**GOAL OF THE EXERCISE:**
Report each line in the entries below that contains the string "every", matching its case.

(Segmentation dataset excerpts)

= = = = =

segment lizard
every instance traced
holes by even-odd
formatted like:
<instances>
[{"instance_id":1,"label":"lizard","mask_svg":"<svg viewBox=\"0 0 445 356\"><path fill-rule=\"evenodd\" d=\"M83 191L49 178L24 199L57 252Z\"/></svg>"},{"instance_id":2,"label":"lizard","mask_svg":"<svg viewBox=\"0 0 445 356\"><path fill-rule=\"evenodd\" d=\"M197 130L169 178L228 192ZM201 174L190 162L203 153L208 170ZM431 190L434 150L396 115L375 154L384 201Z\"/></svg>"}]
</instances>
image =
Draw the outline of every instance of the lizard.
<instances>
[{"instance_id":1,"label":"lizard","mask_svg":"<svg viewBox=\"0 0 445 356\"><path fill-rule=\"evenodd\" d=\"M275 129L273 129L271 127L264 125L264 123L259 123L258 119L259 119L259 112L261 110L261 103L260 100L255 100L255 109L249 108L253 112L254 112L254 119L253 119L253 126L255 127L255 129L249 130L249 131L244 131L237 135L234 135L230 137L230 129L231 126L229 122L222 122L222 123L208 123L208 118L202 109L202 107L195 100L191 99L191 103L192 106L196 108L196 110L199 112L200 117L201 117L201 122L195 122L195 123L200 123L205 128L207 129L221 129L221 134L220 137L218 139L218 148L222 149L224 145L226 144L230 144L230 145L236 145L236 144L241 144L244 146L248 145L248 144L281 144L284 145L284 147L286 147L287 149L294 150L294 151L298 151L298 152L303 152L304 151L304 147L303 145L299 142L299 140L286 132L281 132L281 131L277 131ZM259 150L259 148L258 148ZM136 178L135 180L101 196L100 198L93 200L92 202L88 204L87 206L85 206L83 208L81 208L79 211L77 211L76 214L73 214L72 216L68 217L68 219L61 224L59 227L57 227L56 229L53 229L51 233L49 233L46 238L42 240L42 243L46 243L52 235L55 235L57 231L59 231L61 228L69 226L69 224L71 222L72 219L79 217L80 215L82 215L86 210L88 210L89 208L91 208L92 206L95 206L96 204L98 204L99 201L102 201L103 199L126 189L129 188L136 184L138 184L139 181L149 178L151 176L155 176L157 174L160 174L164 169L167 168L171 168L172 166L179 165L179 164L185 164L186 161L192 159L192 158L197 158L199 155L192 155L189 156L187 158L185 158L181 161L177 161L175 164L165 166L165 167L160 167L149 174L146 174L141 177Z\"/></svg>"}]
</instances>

= = = = =

**TASK ANSWER:**
every instance traced
Draw the outline of every instance of the lizard.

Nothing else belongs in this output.